Directions
Please write out the data exactly, line by line.

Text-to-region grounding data

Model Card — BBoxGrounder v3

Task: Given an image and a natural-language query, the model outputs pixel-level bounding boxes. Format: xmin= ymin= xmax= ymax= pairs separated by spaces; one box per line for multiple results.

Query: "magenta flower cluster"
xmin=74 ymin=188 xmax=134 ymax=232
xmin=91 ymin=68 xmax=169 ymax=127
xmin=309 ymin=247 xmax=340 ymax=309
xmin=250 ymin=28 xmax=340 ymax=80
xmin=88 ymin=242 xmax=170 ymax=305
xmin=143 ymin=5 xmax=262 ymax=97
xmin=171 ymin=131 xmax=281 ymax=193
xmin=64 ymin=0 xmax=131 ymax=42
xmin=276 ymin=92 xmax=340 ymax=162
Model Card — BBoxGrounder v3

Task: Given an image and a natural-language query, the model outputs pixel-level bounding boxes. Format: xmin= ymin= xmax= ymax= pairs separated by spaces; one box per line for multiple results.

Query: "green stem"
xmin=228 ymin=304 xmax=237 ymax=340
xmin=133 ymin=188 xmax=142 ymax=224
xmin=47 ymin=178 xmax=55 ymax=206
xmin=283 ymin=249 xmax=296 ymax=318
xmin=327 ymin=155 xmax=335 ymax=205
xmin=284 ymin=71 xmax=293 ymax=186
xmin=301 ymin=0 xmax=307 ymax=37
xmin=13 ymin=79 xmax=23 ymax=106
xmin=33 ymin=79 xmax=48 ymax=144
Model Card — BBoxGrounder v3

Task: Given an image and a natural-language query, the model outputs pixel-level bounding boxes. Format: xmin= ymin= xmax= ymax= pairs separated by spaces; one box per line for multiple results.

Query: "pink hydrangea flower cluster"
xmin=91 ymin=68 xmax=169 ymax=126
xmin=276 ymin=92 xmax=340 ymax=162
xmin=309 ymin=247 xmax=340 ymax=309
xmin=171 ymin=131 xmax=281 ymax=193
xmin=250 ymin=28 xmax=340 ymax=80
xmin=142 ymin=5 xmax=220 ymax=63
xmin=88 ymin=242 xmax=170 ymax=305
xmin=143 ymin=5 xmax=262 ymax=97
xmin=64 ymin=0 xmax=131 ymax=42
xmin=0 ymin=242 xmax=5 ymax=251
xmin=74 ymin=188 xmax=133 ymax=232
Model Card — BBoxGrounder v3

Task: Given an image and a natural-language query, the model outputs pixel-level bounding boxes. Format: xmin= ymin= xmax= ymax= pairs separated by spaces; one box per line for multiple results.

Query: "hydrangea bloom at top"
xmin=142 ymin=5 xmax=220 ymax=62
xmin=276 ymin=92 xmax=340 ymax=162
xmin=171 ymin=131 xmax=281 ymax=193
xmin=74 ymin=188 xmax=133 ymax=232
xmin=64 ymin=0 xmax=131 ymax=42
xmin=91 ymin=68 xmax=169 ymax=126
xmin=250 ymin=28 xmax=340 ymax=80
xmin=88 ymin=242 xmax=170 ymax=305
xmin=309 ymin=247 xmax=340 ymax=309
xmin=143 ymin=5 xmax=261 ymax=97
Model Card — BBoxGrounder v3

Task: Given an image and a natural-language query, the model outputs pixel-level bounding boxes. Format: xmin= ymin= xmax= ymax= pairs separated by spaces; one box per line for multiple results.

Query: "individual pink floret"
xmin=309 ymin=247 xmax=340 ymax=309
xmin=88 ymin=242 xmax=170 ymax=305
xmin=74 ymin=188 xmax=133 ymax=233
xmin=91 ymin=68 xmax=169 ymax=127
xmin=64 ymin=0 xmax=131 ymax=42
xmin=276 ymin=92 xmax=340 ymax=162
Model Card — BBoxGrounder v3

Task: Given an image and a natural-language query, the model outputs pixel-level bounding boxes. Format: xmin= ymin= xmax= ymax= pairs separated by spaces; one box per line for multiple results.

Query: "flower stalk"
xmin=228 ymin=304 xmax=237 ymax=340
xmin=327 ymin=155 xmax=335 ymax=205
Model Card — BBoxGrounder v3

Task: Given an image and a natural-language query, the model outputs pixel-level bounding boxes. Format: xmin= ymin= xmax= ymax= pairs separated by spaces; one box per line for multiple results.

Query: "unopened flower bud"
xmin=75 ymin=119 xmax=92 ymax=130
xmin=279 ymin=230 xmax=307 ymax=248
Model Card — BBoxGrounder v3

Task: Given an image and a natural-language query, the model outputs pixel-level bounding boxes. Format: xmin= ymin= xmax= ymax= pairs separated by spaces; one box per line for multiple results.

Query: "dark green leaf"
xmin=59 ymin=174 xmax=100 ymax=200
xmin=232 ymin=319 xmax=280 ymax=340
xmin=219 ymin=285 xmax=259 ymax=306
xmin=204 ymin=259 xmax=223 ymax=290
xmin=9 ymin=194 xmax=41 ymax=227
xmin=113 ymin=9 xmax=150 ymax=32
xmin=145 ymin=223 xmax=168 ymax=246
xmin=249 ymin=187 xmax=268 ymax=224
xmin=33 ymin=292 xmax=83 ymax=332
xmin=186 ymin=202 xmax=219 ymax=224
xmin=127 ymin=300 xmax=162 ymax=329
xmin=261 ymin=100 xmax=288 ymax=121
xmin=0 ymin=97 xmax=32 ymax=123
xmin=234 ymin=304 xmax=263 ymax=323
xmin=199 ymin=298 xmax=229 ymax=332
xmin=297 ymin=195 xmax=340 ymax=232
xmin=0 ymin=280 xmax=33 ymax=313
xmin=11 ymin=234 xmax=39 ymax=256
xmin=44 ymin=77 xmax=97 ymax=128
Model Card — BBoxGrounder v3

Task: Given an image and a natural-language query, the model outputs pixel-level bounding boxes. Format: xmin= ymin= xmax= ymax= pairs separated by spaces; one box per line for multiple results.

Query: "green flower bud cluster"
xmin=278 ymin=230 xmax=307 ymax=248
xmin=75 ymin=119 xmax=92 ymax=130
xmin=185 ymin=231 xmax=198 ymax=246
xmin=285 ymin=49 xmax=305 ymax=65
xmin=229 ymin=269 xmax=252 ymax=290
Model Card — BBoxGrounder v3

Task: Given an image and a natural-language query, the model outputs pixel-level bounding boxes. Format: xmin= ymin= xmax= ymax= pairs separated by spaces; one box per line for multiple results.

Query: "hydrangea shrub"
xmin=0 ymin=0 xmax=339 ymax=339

Result of this exercise
Model Card — BBoxGrounder v3

Task: Given an image and a natural-language query, the model outputs pixel-level bounding boxes. Format: xmin= ymin= xmax= ymax= pairs separated by spaces; one box per line for multiple results.

Query: "magenta flower cluster"
xmin=74 ymin=188 xmax=134 ymax=232
xmin=91 ymin=68 xmax=169 ymax=127
xmin=309 ymin=247 xmax=340 ymax=309
xmin=250 ymin=28 xmax=340 ymax=80
xmin=88 ymin=242 xmax=170 ymax=305
xmin=143 ymin=5 xmax=262 ymax=97
xmin=171 ymin=131 xmax=281 ymax=193
xmin=64 ymin=0 xmax=131 ymax=42
xmin=276 ymin=92 xmax=340 ymax=162
Model Card — BBoxGrounder v3

Task: Given an image and a natural-language query, the model outputs pixel-level bounding boxes. Format: xmin= ymin= xmax= ymax= pairs separated by spaces; one box per line for multiple results.

Query: "green stem"
xmin=228 ymin=304 xmax=237 ymax=340
xmin=133 ymin=188 xmax=142 ymax=224
xmin=47 ymin=178 xmax=55 ymax=206
xmin=283 ymin=249 xmax=296 ymax=318
xmin=327 ymin=155 xmax=335 ymax=205
xmin=284 ymin=71 xmax=293 ymax=186
xmin=301 ymin=0 xmax=307 ymax=37
xmin=13 ymin=79 xmax=23 ymax=106
xmin=33 ymin=79 xmax=48 ymax=144
Model Card — BBoxGrounder v3

Task: Given an image and a natural-language query, the model outputs pixel-level bounding boxes. Format: xmin= ymin= xmax= ymax= pairs separated by spaces; one box per line for multiple results.

Query: "pink hydrangea flower cluster"
xmin=91 ymin=68 xmax=169 ymax=126
xmin=276 ymin=92 xmax=340 ymax=162
xmin=309 ymin=247 xmax=340 ymax=309
xmin=171 ymin=131 xmax=281 ymax=193
xmin=250 ymin=28 xmax=340 ymax=80
xmin=142 ymin=5 xmax=220 ymax=63
xmin=88 ymin=242 xmax=170 ymax=305
xmin=143 ymin=5 xmax=262 ymax=97
xmin=64 ymin=0 xmax=131 ymax=42
xmin=0 ymin=242 xmax=5 ymax=251
xmin=74 ymin=188 xmax=133 ymax=232
Model Card — BBoxGrounder v3

Task: Given an image and a natural-language query, the model outputs pixel-level bounding boxes. Format: xmin= ymin= xmax= ymax= pairs separated by spaces; one box per line for multiple results.

Query: "hydrangea bloom at top"
xmin=142 ymin=5 xmax=220 ymax=62
xmin=276 ymin=92 xmax=340 ymax=162
xmin=171 ymin=131 xmax=281 ymax=193
xmin=74 ymin=188 xmax=133 ymax=232
xmin=64 ymin=0 xmax=131 ymax=42
xmin=91 ymin=68 xmax=169 ymax=126
xmin=250 ymin=28 xmax=340 ymax=80
xmin=88 ymin=242 xmax=170 ymax=305
xmin=309 ymin=247 xmax=340 ymax=309
xmin=143 ymin=5 xmax=261 ymax=97
Model Card — BBoxGrounder v3

Task: Given an image and a natural-language query, the model outputs pixel-level bounding boxes. Format: xmin= ymin= xmax= ymax= pairs separated by spaces; one box per line for multiple results.

Query: "individual pink floret"
xmin=309 ymin=247 xmax=340 ymax=309
xmin=88 ymin=242 xmax=170 ymax=305
xmin=74 ymin=188 xmax=133 ymax=233
xmin=91 ymin=68 xmax=169 ymax=127
xmin=64 ymin=0 xmax=131 ymax=42
xmin=276 ymin=92 xmax=340 ymax=162
Model Card — BBoxGrounder v3

Task: Given an image and a natural-language query, the model outputs pixel-level bounding boxes. Format: xmin= ymin= xmax= ymax= pairs separated by spaces; one box per line for multiple results.

Query: "flower stalk"
xmin=228 ymin=304 xmax=237 ymax=340
xmin=327 ymin=155 xmax=335 ymax=205
Model Card — BBoxGrounder v3

Task: Given an image and a natural-language query, the model outputs pixel-level bounding boxes. Format: xmin= ymin= xmax= ymax= pairs separated by spaces; one box per line for multiple results.

Query: "unopened flower bud"
xmin=75 ymin=119 xmax=92 ymax=130
xmin=279 ymin=230 xmax=307 ymax=248
Model Card — BBoxGrounder v3

Task: Given an image and a natural-language query, the model outputs pixel-level bounding boxes. Format: xmin= ymin= xmax= ymax= pairs separated by spaces; one box per line for multiple results.

Query: "dark green leaf"
xmin=59 ymin=174 xmax=100 ymax=200
xmin=232 ymin=319 xmax=280 ymax=340
xmin=219 ymin=285 xmax=259 ymax=306
xmin=204 ymin=259 xmax=223 ymax=290
xmin=9 ymin=194 xmax=41 ymax=227
xmin=113 ymin=9 xmax=150 ymax=32
xmin=145 ymin=223 xmax=168 ymax=246
xmin=249 ymin=187 xmax=268 ymax=224
xmin=33 ymin=292 xmax=83 ymax=332
xmin=186 ymin=202 xmax=219 ymax=224
xmin=127 ymin=300 xmax=162 ymax=329
xmin=261 ymin=100 xmax=288 ymax=121
xmin=0 ymin=97 xmax=32 ymax=123
xmin=234 ymin=304 xmax=263 ymax=323
xmin=199 ymin=298 xmax=229 ymax=332
xmin=297 ymin=195 xmax=340 ymax=232
xmin=0 ymin=280 xmax=33 ymax=313
xmin=11 ymin=234 xmax=39 ymax=256
xmin=44 ymin=77 xmax=97 ymax=128
Model Card — BBoxGrounder v3

Task: Given an image and a natural-language query, the model outputs pixel-level bounding boxes. Format: xmin= ymin= xmax= ymax= pairs separated by spaces; one box per line for multiple results.

Query: "green flower bud cluster"
xmin=278 ymin=230 xmax=307 ymax=248
xmin=75 ymin=119 xmax=92 ymax=130
xmin=185 ymin=231 xmax=198 ymax=246
xmin=285 ymin=49 xmax=305 ymax=65
xmin=229 ymin=269 xmax=252 ymax=290
Model Card — BBoxGrounder v3

Task: Given an image and a natural-language query, the model outputs pixel-level bounding boxes. Format: xmin= ymin= xmax= ymax= pairs separated by spaces; one box per line for multiple results.

Query: "hydrangea shrub"
xmin=0 ymin=0 xmax=339 ymax=339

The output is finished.